** WHAT IS BEING ASKED **
Every line of the material must be copied exactly, from the first to the last.

═══ DATA FOR PROCESSING

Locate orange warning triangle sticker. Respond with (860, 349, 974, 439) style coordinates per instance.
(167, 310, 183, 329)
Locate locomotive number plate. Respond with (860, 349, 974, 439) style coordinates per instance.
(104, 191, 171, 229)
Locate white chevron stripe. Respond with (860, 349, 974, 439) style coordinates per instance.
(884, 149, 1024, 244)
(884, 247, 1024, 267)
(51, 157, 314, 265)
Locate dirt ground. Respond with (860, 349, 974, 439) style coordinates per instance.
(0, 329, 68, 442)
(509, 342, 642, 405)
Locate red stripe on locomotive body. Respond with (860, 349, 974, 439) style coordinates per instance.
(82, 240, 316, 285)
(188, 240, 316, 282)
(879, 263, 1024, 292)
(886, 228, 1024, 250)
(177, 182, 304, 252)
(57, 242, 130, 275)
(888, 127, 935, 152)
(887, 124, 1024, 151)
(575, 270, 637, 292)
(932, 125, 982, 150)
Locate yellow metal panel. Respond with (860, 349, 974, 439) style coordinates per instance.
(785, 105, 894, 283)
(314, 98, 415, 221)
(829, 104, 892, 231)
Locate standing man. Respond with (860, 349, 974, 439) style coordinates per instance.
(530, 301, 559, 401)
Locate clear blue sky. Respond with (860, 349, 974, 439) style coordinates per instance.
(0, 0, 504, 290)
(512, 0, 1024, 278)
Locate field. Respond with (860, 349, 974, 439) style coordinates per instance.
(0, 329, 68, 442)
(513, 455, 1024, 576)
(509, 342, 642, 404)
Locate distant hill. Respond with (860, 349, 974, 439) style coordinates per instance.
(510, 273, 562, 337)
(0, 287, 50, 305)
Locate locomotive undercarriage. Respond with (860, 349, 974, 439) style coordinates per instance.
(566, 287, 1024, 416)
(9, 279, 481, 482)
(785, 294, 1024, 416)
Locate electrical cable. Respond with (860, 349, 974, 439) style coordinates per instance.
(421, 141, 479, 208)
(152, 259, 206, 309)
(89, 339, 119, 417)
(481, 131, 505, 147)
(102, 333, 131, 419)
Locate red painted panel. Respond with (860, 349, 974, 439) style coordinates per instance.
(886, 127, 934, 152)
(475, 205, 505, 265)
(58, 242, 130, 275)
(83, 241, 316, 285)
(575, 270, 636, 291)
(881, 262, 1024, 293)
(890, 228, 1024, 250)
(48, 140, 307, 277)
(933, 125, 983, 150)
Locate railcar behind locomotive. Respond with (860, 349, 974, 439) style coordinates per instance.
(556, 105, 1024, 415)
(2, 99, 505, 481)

══════

** WRITTEN ANSWER **
Locate orange warning triangle sticker. Respond with (860, 349, 974, 439) style coordinates per instance.
(167, 310, 183, 329)
Locate locomotive number plate. Respond with (860, 349, 974, 439) style coordinates per instance.
(104, 191, 171, 229)
Locate white chevron stripe. Respond with (860, 349, 974, 439) style coordinates per instance.
(884, 149, 1024, 244)
(884, 247, 1024, 267)
(51, 157, 314, 265)
Locate dirt ground. Respond with (860, 349, 974, 439) style coordinates per instance.
(0, 329, 68, 442)
(509, 342, 642, 405)
Locate red stripe on locomotive body. Respond with (860, 349, 974, 439) style coordinates per instance.
(82, 240, 316, 285)
(188, 240, 316, 282)
(879, 263, 1024, 292)
(886, 228, 1024, 250)
(177, 182, 304, 252)
(57, 242, 130, 275)
(888, 127, 935, 152)
(887, 124, 1024, 151)
(575, 270, 637, 292)
(932, 125, 982, 150)
Locate yellow metal panel. Respond with (860, 349, 974, 439) style coordinates per instance.
(785, 105, 894, 283)
(314, 98, 415, 221)
(829, 104, 892, 231)
Locate standing man. Respond with (860, 349, 974, 439) style coordinates per instance.
(530, 301, 559, 401)
Locate clear blue sky. Respond with (860, 349, 974, 439) style coordinates per instance.
(0, 0, 504, 290)
(512, 0, 1024, 278)
Locate field. Respond with (860, 349, 974, 439) style coordinates per instance.
(0, 329, 68, 442)
(513, 455, 1024, 576)
(509, 342, 642, 404)
Locate distant hill. Respond with (860, 349, 974, 439) style coordinates per instance.
(510, 273, 562, 337)
(0, 287, 50, 305)
Locate locomotive undercarriage. Respond with (860, 349, 974, 439) style coordinates per instance.
(566, 287, 1024, 416)
(9, 279, 481, 482)
(785, 294, 1024, 416)
Locate electrical cable. Respond with (860, 349, 974, 439) style coordinates per instance.
(421, 141, 479, 208)
(152, 259, 206, 309)
(89, 339, 119, 417)
(481, 131, 505, 147)
(102, 333, 131, 419)
Locate red painted panel. Respond with (860, 349, 974, 439) style coordinates per instance.
(886, 127, 934, 152)
(475, 205, 505, 265)
(58, 242, 130, 275)
(83, 241, 316, 285)
(575, 270, 636, 291)
(881, 262, 1024, 293)
(890, 228, 1024, 250)
(48, 140, 307, 277)
(933, 125, 983, 150)
Locate railcar behind locomotive. Respond with (860, 349, 974, 439) style coordinates per instance.
(556, 105, 1024, 415)
(2, 99, 505, 481)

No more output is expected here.